Oral cavity fluid obtained after milking the parotid gland was successfully used to detect MuV genomic RNA (six of seven attempts) in patients with negative MuV-specific IgM and high levels of MuV-specific IgG. In addition, MuV RNA was detected in 100% (six of six) NPA samples collected from patients with no MuV-specific IgM. Our results demonstrate that such samples can be used to confirm the diagnosis of mumps in patients clinically presenting with parotitis but serologically negative for MuV IgM. Reid et al. also recommended the usage of oral fluid samples to detect MuV RNA in nonvaccinated and partially vaccinated individuals (28).
Urine samples have been well documented to contain MuV for several days post-primary mumps clinical presentation; however, a low positivity rate (33%) was observed in this outbreak, further indicating that in a vaccinated population, minimal MuV shedding occurs in the urine. Afzal et al. reported a similar observation from an investigation of an outbreak in Portugal in vaccinated individuals (1). Of the 31 urine samples evaluated by Afzal et al., only one was positive for MuV RNA (3%) (1).

Task 1:
In the mumps testing passage, what positivity rate was seen for urine samples in this outbreak?
Task 2:
Copy from the mumps testing passage, word for word, the part starting with "Oral cavity fluid" and going on through "vaccinated individuals (28).".
Rely only on the mumps testing passage for your answers.

Dataset records
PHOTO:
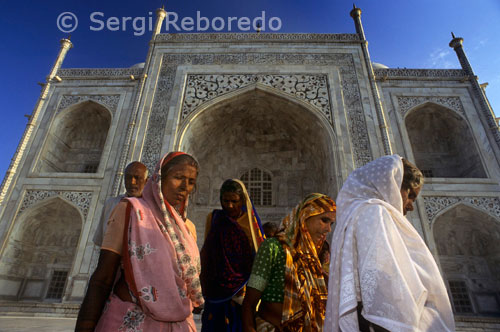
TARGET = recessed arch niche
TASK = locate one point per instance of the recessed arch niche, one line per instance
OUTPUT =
(467, 243)
(42, 244)
(76, 139)
(258, 128)
(442, 143)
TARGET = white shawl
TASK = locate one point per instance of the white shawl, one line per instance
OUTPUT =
(379, 259)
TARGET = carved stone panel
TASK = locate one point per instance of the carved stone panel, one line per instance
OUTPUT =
(411, 73)
(349, 84)
(312, 89)
(407, 103)
(435, 204)
(110, 101)
(80, 199)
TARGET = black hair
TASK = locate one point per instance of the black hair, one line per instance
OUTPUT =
(412, 176)
(231, 186)
(270, 228)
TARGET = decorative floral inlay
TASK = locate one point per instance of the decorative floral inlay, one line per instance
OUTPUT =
(435, 204)
(99, 72)
(232, 37)
(81, 199)
(407, 103)
(313, 89)
(349, 86)
(431, 73)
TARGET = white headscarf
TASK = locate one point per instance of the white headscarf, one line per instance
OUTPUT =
(379, 259)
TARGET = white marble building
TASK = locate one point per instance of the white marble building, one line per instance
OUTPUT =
(288, 113)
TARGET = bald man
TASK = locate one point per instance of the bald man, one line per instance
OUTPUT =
(136, 174)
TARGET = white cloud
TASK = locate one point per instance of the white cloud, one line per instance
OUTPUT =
(440, 58)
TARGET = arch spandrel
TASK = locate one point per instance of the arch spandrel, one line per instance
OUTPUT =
(442, 142)
(43, 243)
(76, 139)
(467, 243)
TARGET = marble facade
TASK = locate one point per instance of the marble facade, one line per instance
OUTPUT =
(298, 110)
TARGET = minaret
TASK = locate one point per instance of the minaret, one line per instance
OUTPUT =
(356, 16)
(488, 117)
(125, 154)
(66, 45)
(33, 119)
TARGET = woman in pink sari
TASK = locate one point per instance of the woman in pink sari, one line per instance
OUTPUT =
(149, 266)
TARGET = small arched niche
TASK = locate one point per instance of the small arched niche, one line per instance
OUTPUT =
(76, 139)
(442, 143)
(40, 252)
(467, 243)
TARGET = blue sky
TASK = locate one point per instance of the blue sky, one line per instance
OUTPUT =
(411, 34)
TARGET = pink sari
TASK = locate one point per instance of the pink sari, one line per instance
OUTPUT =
(161, 264)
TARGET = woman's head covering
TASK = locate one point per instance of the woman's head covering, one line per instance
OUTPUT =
(186, 250)
(228, 253)
(305, 288)
(182, 209)
(253, 218)
(379, 259)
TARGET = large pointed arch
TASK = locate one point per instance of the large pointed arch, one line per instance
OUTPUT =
(467, 243)
(258, 127)
(442, 142)
(40, 253)
(76, 139)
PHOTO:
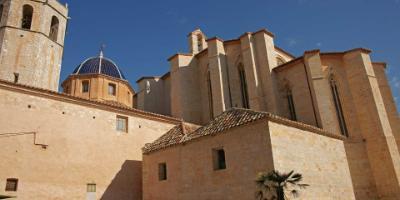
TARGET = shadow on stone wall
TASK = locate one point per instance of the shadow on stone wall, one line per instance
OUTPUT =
(127, 183)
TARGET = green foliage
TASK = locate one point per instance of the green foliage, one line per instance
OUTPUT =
(275, 185)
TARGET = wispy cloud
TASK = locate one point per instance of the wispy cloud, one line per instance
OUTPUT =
(291, 42)
(176, 16)
(304, 1)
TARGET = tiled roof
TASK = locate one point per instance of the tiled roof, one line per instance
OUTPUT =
(99, 65)
(174, 136)
(233, 118)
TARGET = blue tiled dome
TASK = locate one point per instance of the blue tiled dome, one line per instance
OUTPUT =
(99, 65)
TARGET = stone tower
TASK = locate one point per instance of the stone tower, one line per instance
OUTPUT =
(32, 36)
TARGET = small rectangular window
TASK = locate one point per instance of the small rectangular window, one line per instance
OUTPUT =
(85, 86)
(91, 187)
(112, 89)
(122, 124)
(219, 159)
(16, 77)
(162, 171)
(12, 185)
(292, 108)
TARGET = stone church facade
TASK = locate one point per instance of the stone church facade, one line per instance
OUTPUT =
(243, 102)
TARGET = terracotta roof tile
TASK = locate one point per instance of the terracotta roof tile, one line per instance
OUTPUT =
(233, 118)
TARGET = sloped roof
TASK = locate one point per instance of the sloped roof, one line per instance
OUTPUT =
(233, 118)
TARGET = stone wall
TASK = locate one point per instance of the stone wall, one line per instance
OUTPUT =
(81, 146)
(31, 53)
(321, 160)
(249, 149)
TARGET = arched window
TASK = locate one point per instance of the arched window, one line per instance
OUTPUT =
(27, 14)
(210, 96)
(243, 87)
(279, 61)
(199, 42)
(291, 106)
(1, 12)
(54, 28)
(338, 107)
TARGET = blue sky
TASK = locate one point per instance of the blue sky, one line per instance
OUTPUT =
(141, 35)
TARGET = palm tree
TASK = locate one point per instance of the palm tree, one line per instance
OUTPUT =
(278, 183)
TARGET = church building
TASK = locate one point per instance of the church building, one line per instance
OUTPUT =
(225, 111)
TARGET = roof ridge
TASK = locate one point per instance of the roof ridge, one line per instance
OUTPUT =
(236, 117)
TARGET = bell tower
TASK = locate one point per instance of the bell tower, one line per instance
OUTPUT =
(32, 36)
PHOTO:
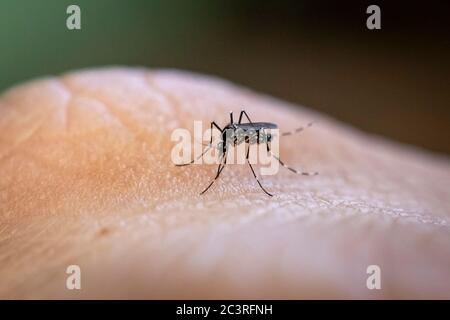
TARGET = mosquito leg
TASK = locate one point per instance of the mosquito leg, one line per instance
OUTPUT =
(193, 160)
(218, 128)
(254, 174)
(298, 130)
(289, 168)
(246, 115)
(219, 170)
(206, 150)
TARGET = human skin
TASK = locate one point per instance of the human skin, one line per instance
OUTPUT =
(87, 179)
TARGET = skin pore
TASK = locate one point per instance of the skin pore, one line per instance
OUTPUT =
(86, 179)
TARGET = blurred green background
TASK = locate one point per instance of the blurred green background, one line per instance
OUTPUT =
(393, 82)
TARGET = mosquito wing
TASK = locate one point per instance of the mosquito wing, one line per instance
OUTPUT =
(258, 125)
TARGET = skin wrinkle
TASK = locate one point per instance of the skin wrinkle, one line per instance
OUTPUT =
(314, 239)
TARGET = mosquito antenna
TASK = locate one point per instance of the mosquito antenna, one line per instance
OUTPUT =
(289, 168)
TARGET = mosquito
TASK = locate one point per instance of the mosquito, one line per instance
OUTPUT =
(250, 133)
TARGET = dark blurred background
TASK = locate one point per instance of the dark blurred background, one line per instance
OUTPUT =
(393, 81)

Exercise response 1:
33%

Exercise response 2:
Oral cavity fluid obtained after milking the parotid gland was successfully used to detect MuV genomic RNA (six of seven attempts) in patients with negative MuV-specific IgM and high levels of MuV-specific IgG. In addition, MuV RNA was detected in 100% (six of six) NPA samples collected from patients with no MuV-specific IgM. Our results demonstrate that such samples can be used to confirm the diagnosis of mumps in patients clinically presenting with parotitis but serologically negative for MuV IgM. Reid et al. also recommended the usage of oral fluid samples to detect MuV RNA in nonvaccinated and partially vaccinated individuals (28).